• Job
In the records below, locate the line containing "of the woven", then output that line and all later lines exactly, through the last one.

──────── Exercise data ────────

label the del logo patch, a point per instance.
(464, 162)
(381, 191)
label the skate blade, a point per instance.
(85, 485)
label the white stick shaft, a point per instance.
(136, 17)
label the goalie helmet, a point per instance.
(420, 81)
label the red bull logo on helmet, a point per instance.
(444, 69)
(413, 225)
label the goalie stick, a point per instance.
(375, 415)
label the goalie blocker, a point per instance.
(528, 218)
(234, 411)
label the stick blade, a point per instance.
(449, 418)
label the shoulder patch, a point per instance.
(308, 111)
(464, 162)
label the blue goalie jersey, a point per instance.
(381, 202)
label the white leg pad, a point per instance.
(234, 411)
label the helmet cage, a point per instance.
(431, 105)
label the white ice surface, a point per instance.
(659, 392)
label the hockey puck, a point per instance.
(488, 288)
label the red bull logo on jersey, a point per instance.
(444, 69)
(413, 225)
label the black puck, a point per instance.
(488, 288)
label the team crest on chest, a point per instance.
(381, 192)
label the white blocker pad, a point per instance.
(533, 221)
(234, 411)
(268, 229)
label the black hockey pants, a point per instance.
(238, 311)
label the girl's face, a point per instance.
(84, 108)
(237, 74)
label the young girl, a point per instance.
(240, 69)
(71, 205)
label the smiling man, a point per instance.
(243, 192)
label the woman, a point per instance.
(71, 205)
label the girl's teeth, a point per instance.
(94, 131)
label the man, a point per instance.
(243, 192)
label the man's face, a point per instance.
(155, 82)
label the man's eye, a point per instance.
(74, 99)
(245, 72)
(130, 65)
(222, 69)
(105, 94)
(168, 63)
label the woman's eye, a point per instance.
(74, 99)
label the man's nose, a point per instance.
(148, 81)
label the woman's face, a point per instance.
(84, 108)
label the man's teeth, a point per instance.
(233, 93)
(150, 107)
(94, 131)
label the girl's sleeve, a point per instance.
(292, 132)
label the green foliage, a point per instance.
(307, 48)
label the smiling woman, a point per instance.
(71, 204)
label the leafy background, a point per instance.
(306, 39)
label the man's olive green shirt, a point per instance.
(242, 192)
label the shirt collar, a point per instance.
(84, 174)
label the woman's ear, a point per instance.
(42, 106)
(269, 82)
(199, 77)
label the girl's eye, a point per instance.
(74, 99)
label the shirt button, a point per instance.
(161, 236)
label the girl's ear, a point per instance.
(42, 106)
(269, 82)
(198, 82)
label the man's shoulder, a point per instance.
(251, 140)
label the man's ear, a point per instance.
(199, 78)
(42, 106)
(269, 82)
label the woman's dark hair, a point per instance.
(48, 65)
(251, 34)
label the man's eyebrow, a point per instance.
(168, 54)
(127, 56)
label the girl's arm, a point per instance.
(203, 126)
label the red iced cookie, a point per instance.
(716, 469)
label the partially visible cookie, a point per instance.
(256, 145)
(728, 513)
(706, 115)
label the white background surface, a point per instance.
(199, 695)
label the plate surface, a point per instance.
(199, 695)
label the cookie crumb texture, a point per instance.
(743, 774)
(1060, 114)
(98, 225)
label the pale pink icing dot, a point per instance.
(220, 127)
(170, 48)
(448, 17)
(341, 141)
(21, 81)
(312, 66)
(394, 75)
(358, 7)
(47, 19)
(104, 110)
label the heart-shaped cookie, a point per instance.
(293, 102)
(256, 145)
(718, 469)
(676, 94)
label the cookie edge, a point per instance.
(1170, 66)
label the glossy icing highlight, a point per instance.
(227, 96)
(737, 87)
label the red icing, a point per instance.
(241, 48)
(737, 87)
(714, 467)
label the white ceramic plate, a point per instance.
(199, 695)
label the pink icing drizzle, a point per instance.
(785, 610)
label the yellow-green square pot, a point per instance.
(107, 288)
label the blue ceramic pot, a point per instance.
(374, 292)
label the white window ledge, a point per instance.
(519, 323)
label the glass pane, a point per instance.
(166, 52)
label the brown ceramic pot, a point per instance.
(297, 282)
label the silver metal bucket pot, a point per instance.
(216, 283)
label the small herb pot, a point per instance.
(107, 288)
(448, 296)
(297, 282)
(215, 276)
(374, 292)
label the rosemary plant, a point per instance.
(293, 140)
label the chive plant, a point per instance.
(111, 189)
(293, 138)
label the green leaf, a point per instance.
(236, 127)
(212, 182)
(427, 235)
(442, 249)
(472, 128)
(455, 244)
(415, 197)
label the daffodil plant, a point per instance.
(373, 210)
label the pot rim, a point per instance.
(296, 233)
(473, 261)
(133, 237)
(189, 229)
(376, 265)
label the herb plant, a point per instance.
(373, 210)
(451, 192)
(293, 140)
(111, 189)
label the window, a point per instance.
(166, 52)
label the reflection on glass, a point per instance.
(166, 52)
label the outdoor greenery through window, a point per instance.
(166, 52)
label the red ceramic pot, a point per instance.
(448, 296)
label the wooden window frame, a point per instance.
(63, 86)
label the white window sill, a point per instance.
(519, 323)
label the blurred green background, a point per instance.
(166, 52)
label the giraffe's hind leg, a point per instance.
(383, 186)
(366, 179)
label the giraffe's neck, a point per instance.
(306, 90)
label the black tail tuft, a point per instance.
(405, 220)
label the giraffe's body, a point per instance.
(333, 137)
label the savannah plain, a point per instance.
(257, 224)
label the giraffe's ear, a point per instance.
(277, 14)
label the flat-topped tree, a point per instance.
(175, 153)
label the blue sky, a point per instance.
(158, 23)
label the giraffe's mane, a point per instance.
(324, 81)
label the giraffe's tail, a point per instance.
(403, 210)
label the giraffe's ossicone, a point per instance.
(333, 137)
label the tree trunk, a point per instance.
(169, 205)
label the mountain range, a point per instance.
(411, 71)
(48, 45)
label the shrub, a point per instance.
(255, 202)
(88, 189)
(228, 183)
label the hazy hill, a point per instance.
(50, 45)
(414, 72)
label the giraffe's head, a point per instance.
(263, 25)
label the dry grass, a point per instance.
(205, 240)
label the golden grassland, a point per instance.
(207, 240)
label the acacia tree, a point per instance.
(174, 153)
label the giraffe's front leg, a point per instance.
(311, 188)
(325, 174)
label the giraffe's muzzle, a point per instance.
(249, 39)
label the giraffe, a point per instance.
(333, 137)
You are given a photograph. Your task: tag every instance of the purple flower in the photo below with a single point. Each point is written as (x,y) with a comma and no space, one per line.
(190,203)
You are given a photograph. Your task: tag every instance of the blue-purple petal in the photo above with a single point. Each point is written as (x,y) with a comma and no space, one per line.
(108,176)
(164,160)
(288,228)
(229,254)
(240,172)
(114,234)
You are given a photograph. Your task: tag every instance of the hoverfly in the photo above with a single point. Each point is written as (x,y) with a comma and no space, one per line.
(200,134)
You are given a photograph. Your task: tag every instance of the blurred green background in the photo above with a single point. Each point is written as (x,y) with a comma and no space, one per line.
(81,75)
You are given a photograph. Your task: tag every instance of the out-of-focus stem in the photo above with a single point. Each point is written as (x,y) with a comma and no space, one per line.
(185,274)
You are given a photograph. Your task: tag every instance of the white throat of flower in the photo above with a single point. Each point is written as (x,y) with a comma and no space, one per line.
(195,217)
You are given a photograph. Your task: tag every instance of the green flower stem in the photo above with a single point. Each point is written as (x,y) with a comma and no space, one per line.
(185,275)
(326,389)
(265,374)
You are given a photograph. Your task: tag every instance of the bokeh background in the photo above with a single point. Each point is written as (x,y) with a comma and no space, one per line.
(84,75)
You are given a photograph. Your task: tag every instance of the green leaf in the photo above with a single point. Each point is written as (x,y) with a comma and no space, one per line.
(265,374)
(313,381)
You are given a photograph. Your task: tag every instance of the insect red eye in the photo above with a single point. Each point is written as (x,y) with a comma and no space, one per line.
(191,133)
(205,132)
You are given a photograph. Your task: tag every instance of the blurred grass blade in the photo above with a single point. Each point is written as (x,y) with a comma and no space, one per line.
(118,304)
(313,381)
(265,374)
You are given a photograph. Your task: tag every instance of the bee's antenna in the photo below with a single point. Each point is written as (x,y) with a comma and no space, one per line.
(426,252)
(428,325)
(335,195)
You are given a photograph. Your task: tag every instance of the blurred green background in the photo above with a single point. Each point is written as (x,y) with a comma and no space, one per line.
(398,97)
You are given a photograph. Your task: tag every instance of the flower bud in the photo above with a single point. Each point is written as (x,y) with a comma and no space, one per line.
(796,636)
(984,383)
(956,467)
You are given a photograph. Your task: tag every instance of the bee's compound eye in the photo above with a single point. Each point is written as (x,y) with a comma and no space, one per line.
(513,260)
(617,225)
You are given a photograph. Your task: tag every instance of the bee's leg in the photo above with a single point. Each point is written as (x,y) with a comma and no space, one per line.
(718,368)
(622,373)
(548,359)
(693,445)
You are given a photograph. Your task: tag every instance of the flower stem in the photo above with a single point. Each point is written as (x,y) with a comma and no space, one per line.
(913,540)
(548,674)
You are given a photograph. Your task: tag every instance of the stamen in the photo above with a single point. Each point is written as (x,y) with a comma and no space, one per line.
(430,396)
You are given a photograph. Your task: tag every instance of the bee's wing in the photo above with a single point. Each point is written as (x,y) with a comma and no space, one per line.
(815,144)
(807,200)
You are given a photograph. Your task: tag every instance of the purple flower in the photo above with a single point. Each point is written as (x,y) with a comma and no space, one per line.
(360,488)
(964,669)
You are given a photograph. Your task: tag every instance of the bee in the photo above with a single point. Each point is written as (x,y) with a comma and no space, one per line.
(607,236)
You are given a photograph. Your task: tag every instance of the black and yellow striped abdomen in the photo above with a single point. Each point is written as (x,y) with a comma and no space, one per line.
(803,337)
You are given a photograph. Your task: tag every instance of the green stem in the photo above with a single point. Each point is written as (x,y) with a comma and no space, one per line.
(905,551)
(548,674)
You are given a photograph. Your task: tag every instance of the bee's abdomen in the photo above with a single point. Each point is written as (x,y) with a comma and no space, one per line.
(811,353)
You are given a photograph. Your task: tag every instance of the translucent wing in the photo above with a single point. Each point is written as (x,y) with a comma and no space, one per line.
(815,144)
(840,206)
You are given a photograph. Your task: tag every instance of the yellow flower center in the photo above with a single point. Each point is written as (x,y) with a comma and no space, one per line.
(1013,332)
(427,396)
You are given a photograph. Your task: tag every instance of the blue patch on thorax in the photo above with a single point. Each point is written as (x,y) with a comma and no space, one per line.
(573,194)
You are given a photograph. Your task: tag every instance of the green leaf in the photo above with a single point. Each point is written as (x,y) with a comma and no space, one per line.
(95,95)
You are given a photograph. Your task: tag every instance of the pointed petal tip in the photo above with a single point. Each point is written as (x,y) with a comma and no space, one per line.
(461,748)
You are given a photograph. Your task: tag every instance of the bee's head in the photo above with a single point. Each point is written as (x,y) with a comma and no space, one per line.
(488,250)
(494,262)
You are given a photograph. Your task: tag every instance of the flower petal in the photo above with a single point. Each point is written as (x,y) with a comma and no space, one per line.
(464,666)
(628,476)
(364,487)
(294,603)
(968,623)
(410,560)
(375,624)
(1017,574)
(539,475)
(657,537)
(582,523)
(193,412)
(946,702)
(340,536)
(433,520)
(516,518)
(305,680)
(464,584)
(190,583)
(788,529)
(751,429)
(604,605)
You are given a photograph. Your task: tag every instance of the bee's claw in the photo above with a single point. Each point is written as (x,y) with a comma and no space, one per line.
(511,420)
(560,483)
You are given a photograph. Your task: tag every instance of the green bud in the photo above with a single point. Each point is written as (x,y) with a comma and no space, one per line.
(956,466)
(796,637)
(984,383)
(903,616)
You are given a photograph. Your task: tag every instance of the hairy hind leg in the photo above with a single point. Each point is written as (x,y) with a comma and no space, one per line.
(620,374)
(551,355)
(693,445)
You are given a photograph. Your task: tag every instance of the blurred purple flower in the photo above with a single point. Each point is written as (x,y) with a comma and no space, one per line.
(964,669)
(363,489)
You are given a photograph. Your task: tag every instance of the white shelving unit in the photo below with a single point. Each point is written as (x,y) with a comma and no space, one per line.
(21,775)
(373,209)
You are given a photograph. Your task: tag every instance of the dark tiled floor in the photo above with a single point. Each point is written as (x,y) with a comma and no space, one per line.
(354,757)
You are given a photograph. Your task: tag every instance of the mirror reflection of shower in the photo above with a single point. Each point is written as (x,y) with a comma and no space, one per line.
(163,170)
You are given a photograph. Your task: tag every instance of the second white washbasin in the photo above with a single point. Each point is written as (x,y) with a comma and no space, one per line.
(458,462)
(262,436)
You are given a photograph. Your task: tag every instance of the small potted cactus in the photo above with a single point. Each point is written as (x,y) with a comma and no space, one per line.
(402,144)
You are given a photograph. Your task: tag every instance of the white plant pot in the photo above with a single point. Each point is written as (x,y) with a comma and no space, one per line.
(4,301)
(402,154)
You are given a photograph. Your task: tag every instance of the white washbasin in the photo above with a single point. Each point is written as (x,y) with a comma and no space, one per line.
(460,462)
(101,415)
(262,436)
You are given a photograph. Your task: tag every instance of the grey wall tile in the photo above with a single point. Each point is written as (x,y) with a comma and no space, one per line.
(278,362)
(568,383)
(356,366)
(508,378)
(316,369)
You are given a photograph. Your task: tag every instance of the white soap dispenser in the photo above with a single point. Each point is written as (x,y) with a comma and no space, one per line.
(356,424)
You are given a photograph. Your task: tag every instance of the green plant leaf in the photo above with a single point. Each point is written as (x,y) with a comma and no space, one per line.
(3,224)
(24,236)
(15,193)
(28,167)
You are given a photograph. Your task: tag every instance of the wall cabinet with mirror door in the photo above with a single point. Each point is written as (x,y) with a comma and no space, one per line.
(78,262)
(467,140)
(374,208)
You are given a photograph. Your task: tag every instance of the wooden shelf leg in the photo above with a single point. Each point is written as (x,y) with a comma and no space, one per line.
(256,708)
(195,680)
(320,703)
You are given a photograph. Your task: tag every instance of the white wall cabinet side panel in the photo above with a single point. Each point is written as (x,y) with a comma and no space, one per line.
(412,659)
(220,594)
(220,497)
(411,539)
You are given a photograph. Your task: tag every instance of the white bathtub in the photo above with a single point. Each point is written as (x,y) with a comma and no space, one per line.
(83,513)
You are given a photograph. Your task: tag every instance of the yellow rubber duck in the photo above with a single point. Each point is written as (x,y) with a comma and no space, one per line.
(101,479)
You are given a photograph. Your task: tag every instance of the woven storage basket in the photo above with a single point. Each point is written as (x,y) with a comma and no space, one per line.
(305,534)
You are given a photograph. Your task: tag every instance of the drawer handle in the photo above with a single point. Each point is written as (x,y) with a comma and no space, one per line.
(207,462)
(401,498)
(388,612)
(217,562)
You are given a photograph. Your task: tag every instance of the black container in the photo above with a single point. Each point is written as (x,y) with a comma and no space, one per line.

────────

• Result
You are given a photograph. Your task: tag every instance of the woven storage basket in the photo above with a single point. Each point is written as (x,y) with a comma and no space, one per line.
(305,534)
You are given a photograph. Your task: tag every instance of the drawer handle in the photo above with a single point. Each point is written as (x,y) with a comma and no space, one per line.
(207,462)
(401,498)
(388,612)
(217,562)
You are given a photograph. Your task: tag every instance of the black container in the photo above with a single point. Each point is written as (x,y) with a comma and no space, one per line.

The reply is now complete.